Point-based annotation data:
— begin —

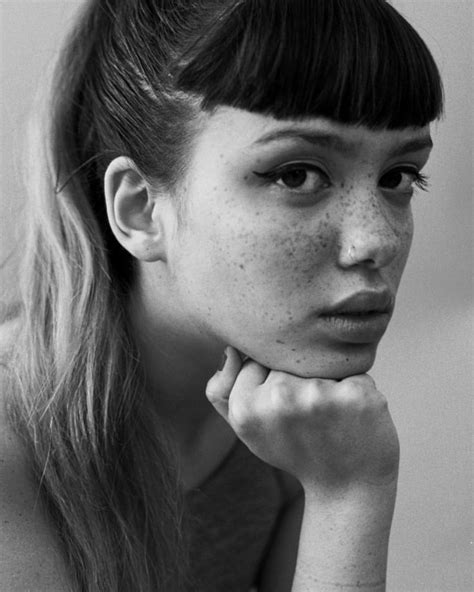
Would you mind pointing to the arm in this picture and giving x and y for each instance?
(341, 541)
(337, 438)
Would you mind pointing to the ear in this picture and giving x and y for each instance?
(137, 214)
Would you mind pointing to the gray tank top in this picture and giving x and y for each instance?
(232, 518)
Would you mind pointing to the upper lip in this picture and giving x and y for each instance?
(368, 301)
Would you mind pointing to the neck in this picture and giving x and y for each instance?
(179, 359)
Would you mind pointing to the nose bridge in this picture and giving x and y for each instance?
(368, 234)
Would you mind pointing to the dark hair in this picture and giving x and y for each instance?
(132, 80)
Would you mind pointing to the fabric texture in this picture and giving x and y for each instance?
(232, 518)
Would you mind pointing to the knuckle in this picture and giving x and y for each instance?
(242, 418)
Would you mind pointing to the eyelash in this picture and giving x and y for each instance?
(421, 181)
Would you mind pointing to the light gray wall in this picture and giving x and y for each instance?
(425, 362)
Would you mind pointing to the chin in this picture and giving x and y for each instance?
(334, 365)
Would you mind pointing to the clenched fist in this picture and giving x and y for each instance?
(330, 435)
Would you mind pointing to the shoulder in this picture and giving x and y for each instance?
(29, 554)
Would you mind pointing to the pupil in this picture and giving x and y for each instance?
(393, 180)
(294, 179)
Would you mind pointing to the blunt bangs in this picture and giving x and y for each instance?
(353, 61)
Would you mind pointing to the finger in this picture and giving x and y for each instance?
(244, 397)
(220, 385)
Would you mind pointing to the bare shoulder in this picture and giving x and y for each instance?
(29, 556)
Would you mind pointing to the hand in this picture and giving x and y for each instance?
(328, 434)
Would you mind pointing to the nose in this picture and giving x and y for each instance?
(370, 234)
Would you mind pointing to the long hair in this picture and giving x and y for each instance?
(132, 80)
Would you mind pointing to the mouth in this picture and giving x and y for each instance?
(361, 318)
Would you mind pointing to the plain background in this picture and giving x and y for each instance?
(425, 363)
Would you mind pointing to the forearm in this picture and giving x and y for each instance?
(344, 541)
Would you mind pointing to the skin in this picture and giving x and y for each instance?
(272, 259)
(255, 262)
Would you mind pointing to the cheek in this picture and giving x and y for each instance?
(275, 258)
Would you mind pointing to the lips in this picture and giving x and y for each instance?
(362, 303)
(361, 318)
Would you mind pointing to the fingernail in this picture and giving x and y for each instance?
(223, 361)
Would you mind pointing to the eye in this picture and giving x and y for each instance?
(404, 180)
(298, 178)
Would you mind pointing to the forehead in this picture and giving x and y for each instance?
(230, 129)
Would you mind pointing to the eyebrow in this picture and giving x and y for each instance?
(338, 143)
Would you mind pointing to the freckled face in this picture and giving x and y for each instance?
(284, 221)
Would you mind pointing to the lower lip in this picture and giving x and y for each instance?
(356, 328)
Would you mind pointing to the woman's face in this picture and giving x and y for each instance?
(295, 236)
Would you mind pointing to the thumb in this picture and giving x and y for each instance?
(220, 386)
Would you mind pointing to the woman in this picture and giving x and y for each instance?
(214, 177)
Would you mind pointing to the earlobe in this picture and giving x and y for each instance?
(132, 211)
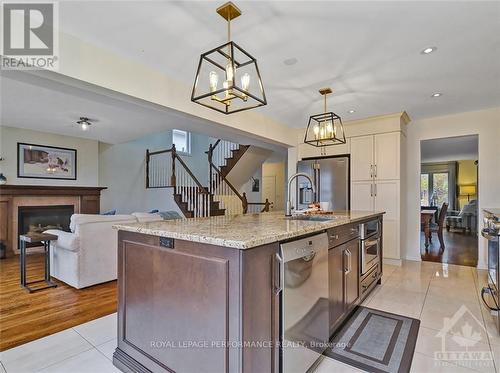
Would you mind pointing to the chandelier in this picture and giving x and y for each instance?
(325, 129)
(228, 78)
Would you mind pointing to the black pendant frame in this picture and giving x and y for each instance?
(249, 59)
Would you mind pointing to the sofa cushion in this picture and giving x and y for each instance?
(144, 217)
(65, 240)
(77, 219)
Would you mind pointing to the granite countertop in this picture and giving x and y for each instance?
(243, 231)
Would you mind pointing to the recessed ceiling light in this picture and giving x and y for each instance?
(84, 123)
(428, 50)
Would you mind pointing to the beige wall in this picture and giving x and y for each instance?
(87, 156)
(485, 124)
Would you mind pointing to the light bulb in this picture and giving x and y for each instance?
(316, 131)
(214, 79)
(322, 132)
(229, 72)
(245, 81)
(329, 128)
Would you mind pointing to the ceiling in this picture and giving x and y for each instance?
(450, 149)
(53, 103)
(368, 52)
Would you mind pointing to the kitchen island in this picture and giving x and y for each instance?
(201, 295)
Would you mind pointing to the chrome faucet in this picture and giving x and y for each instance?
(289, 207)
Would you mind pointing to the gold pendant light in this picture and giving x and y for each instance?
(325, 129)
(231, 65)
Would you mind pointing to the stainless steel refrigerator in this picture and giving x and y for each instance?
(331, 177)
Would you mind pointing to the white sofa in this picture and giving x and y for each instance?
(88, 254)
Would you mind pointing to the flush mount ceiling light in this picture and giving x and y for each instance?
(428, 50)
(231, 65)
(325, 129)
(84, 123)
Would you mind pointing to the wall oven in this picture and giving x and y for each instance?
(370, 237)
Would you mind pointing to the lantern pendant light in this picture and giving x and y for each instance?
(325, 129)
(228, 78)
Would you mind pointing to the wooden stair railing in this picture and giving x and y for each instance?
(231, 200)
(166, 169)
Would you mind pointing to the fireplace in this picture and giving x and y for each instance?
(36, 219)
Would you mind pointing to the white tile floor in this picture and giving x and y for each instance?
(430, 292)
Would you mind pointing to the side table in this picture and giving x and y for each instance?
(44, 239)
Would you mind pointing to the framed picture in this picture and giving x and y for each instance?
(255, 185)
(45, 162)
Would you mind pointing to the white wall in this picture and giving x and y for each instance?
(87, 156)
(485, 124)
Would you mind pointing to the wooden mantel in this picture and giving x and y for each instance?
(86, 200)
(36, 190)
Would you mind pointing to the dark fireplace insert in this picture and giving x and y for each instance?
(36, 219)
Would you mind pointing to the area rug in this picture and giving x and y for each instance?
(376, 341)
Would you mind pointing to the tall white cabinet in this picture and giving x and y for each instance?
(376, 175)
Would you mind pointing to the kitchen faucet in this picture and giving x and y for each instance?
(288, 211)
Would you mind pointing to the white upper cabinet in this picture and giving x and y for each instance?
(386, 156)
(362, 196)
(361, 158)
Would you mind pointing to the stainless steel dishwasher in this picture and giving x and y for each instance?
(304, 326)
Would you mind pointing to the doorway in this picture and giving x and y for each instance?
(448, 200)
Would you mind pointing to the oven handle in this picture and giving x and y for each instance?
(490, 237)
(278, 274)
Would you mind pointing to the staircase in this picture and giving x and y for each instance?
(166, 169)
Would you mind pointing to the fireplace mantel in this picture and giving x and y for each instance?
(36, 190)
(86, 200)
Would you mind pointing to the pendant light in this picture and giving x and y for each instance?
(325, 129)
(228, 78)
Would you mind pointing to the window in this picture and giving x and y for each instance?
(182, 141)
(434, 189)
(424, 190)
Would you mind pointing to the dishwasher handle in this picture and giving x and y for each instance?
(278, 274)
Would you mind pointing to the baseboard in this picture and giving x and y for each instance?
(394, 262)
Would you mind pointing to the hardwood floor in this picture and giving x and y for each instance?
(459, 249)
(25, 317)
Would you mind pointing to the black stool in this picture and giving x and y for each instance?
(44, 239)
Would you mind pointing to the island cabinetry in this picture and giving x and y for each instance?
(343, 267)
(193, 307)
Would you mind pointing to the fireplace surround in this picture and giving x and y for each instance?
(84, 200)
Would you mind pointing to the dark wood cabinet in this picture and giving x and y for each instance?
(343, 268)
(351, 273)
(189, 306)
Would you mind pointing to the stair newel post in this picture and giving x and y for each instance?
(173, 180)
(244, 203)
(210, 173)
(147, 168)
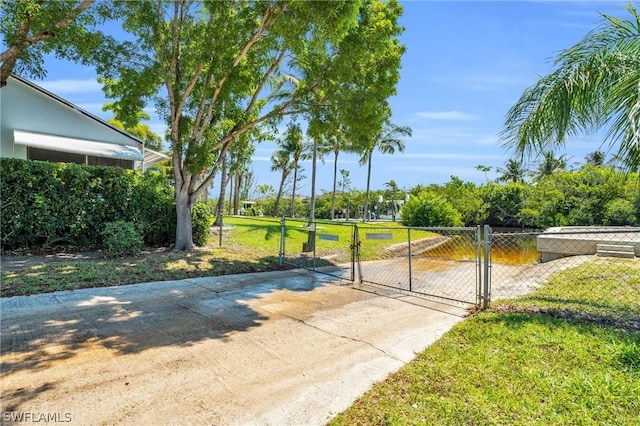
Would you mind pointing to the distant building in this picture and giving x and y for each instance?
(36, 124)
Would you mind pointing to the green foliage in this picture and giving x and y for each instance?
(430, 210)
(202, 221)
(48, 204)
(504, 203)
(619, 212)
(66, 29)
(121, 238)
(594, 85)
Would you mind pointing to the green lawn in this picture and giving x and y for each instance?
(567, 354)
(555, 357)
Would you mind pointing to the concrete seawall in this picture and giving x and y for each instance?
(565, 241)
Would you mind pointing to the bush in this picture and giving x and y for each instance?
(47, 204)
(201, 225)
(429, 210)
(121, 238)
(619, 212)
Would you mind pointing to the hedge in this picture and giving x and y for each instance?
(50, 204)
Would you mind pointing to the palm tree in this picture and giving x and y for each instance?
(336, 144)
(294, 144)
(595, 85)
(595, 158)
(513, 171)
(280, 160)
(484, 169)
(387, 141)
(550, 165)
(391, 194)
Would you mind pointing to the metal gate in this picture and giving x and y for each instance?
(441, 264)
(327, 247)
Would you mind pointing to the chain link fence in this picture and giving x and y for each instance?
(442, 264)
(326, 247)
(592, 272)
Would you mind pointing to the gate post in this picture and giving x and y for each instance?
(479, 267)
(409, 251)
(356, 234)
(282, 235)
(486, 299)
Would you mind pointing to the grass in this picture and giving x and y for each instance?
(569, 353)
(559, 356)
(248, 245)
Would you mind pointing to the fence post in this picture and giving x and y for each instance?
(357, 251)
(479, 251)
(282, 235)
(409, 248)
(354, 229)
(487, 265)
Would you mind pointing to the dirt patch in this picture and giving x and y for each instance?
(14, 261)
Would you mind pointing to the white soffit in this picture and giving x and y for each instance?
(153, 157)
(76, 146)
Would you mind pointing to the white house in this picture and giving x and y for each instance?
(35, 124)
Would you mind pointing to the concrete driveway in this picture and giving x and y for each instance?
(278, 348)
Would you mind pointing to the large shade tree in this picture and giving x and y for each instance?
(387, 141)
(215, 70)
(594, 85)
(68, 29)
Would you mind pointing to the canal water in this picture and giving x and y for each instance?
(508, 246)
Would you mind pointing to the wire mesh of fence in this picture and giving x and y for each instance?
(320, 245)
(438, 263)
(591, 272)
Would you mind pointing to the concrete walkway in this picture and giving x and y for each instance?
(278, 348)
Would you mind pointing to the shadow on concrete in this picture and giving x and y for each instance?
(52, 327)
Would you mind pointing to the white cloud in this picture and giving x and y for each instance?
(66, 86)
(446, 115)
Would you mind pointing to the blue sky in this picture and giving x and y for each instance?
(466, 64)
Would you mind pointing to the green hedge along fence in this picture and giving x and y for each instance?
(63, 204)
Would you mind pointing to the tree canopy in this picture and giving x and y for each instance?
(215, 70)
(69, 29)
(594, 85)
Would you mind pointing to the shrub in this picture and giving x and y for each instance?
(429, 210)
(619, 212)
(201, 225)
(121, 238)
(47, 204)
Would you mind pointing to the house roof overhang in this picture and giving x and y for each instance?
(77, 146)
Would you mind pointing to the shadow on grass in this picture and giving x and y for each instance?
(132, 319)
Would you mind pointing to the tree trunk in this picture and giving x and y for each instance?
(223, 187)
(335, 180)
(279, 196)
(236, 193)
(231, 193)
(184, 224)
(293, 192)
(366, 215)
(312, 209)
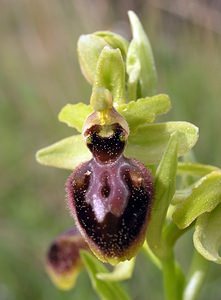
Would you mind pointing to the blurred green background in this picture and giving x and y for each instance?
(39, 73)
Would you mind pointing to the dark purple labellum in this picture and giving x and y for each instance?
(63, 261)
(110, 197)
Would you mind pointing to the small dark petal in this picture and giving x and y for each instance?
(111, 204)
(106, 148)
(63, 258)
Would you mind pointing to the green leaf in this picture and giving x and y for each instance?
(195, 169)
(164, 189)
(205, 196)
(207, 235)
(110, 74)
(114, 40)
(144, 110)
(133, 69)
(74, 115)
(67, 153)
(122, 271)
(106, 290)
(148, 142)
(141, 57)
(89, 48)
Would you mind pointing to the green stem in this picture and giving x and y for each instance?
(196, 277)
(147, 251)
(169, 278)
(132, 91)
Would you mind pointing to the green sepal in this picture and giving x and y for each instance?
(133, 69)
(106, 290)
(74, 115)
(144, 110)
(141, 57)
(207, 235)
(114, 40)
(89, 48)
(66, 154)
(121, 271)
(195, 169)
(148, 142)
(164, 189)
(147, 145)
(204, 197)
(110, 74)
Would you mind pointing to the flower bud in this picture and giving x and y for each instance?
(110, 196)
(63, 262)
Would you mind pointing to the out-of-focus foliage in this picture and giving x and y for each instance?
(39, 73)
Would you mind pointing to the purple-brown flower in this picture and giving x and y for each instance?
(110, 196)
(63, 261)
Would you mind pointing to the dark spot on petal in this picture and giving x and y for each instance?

— end —

GOAL:
Transcribe only the trailing portion of the entries above: the line that contains "Would you mind pointing to the green stem" and each line after it.

ANSWER FOR THIS EXERCISE:
Would you mind pointing to the green stem in this picture and giving x and y for each instance?
(196, 277)
(147, 251)
(169, 278)
(132, 91)
Would you mind pointing to the green sepal in this picture and giving x and y for each instance?
(133, 69)
(106, 290)
(74, 115)
(144, 110)
(141, 57)
(207, 235)
(114, 40)
(89, 48)
(66, 154)
(121, 271)
(195, 169)
(148, 142)
(164, 189)
(147, 145)
(204, 197)
(110, 74)
Would you mind pointing to the flower bud in this picture and giving x and y for each instance?
(110, 196)
(63, 262)
Would you mind pointing to the out-of-focus foliage in this picture and giving x and y for each instance?
(39, 73)
Would you mind pointing to the purple-brown flower in this picture and giving x and y for each instance?
(110, 196)
(63, 261)
Would you mind pointing to the dark spot on petal in this picture and giving x and y for each instance?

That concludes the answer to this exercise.